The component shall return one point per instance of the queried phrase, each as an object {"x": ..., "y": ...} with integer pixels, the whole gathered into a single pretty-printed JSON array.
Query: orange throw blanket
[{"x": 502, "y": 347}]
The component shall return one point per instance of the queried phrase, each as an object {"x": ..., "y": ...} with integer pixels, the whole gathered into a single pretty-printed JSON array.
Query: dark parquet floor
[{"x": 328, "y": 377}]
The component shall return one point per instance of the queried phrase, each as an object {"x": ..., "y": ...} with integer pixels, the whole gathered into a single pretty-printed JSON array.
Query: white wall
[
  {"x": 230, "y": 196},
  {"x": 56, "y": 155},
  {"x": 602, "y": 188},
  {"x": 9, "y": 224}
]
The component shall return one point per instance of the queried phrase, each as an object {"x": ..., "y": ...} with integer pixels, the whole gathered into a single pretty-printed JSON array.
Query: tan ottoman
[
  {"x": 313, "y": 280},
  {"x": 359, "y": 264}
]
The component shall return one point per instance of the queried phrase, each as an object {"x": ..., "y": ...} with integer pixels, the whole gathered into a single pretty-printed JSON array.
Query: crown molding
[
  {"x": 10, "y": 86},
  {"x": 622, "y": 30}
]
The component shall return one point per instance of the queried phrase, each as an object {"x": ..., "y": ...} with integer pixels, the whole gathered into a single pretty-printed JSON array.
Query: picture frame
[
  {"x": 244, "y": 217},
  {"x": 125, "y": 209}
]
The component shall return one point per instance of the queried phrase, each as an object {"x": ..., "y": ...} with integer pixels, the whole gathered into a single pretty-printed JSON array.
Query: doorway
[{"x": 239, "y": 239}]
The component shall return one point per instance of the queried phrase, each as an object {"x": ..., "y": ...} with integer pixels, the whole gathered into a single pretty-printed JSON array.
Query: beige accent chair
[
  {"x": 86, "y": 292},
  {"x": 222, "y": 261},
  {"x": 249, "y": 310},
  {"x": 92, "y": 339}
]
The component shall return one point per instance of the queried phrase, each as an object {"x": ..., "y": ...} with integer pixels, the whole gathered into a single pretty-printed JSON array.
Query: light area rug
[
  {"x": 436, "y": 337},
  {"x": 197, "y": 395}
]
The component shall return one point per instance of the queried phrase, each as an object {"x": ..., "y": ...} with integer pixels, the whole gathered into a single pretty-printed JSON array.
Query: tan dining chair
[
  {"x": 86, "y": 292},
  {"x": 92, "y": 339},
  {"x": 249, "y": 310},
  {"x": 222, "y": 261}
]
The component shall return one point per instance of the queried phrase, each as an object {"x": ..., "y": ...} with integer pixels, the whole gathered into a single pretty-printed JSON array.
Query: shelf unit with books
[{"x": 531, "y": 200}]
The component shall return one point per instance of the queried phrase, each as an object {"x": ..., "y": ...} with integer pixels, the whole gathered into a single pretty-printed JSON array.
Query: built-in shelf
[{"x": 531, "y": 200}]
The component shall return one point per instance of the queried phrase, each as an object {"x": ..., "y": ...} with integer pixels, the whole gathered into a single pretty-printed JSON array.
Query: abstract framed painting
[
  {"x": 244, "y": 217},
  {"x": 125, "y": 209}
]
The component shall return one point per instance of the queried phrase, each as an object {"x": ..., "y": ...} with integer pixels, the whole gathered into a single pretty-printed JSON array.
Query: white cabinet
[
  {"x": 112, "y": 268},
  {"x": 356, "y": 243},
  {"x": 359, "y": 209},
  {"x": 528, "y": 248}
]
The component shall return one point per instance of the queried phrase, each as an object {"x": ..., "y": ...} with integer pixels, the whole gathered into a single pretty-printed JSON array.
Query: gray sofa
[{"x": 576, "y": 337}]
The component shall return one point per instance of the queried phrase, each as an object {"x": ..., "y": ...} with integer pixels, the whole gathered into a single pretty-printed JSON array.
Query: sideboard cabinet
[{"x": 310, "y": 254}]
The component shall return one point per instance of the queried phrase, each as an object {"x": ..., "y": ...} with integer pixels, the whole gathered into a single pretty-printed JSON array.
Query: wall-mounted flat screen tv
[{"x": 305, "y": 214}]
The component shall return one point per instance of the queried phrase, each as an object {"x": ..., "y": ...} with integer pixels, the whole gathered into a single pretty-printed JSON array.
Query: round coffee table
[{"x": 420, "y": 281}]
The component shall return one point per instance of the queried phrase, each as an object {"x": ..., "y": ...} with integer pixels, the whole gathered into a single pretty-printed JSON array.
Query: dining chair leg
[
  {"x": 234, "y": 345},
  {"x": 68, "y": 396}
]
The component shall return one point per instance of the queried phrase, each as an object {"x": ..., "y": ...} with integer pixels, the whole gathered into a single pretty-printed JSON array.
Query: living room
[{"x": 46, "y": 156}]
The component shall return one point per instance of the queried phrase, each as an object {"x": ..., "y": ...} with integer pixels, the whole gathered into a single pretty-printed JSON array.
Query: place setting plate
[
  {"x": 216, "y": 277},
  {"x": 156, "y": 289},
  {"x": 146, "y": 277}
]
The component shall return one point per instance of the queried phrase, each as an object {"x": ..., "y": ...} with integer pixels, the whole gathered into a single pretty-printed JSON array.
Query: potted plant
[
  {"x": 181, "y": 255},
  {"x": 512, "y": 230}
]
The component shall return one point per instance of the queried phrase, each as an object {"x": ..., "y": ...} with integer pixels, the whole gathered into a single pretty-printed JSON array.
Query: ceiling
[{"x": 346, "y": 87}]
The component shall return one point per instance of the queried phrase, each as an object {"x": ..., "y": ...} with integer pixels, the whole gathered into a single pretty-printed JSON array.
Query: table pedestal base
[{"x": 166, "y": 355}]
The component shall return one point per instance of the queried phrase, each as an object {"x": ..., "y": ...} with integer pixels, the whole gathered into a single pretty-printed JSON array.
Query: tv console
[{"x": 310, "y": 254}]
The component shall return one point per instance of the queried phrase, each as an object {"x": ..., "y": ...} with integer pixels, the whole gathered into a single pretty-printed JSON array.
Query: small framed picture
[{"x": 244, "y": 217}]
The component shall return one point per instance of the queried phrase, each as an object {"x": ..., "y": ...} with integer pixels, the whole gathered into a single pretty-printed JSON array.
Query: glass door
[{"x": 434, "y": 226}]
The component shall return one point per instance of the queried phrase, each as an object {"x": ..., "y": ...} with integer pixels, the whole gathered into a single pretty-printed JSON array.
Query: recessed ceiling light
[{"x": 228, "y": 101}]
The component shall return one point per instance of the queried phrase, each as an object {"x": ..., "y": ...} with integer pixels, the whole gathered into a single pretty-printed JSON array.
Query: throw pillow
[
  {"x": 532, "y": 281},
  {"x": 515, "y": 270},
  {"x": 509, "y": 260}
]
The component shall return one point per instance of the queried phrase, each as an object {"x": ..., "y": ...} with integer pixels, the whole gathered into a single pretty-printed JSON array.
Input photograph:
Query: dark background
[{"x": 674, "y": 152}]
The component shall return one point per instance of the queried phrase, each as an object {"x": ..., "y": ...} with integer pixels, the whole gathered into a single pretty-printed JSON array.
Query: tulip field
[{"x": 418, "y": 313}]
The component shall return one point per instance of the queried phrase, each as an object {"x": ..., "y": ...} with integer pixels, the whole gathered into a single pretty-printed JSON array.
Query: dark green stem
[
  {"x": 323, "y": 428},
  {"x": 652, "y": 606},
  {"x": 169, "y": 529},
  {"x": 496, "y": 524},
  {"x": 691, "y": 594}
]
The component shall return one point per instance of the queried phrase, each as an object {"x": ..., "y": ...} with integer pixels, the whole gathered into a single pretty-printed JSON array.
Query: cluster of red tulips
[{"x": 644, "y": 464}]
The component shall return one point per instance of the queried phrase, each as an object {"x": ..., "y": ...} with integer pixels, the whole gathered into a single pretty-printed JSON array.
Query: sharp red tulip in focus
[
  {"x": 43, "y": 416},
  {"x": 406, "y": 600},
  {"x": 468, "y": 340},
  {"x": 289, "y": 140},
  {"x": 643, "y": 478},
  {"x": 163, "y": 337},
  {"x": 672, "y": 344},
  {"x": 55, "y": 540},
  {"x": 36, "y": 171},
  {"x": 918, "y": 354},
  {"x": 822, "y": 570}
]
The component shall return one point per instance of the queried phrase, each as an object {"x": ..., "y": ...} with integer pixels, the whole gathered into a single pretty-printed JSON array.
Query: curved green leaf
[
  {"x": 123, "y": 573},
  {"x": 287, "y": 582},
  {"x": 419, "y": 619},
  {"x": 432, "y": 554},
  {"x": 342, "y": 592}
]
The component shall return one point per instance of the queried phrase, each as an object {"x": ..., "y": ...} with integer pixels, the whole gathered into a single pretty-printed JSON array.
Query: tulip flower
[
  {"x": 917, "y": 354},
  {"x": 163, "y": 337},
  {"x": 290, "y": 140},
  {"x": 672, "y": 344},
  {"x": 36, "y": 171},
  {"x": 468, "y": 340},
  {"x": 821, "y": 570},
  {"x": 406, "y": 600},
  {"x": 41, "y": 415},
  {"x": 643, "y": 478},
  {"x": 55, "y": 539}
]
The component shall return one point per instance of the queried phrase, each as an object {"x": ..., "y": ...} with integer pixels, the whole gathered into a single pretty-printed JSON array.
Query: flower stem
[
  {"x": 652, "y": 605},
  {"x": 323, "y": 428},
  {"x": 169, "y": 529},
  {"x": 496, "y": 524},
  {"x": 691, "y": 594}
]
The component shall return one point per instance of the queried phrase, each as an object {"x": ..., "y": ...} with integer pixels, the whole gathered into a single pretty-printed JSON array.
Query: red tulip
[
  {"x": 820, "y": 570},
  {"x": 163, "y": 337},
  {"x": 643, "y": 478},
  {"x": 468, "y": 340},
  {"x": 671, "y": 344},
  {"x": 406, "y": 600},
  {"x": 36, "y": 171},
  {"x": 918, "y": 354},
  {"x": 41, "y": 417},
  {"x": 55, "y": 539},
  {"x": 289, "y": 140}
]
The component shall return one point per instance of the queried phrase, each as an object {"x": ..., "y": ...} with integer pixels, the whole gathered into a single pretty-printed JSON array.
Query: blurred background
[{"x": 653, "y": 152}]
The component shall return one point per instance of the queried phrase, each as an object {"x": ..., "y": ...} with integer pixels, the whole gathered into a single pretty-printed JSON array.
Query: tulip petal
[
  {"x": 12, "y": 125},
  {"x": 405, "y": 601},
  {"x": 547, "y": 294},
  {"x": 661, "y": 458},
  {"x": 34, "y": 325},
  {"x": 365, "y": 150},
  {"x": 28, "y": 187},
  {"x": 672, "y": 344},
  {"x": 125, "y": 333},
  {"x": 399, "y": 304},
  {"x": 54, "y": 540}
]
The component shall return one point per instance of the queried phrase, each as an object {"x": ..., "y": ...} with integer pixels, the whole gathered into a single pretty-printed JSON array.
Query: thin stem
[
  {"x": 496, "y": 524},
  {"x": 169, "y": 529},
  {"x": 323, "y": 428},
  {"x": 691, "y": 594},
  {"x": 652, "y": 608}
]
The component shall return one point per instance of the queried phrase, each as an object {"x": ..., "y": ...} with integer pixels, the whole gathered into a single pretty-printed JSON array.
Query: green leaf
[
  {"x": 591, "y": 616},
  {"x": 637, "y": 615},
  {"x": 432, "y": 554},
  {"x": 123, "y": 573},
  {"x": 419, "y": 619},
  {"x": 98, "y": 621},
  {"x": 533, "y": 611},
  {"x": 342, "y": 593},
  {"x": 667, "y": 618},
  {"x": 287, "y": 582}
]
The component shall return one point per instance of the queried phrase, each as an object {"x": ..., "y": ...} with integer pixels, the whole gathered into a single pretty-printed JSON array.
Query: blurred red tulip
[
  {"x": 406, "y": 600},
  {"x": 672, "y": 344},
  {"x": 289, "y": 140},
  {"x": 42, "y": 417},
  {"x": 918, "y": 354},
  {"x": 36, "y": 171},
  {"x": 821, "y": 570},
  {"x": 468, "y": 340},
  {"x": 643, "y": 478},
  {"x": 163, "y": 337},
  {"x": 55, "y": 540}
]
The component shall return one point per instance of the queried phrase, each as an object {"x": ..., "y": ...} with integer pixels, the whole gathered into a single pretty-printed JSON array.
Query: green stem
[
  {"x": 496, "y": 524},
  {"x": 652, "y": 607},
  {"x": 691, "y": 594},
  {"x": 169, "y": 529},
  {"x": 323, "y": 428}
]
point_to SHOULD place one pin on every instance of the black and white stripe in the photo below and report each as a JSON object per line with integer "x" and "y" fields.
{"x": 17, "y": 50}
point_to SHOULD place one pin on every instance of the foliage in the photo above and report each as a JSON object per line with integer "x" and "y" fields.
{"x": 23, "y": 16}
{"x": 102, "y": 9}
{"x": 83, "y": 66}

= What is expected =
Restate word for word the lines from the one holding "point_to SHOULD place one pin on every instance of the black" to the end of the listing, both ends included, and nothing more.

= Correct result =
point_to SHOULD place one pin on every instance of the black and white stripe in the photo below and report each as a JSON object per line with integer "x" and "y" fields.
{"x": 17, "y": 50}
point_to SHOULD place one pin on every instance of the foliage in the photo above and report each as a JSON object per line with integer "x" and "y" fields.
{"x": 23, "y": 16}
{"x": 102, "y": 9}
{"x": 83, "y": 66}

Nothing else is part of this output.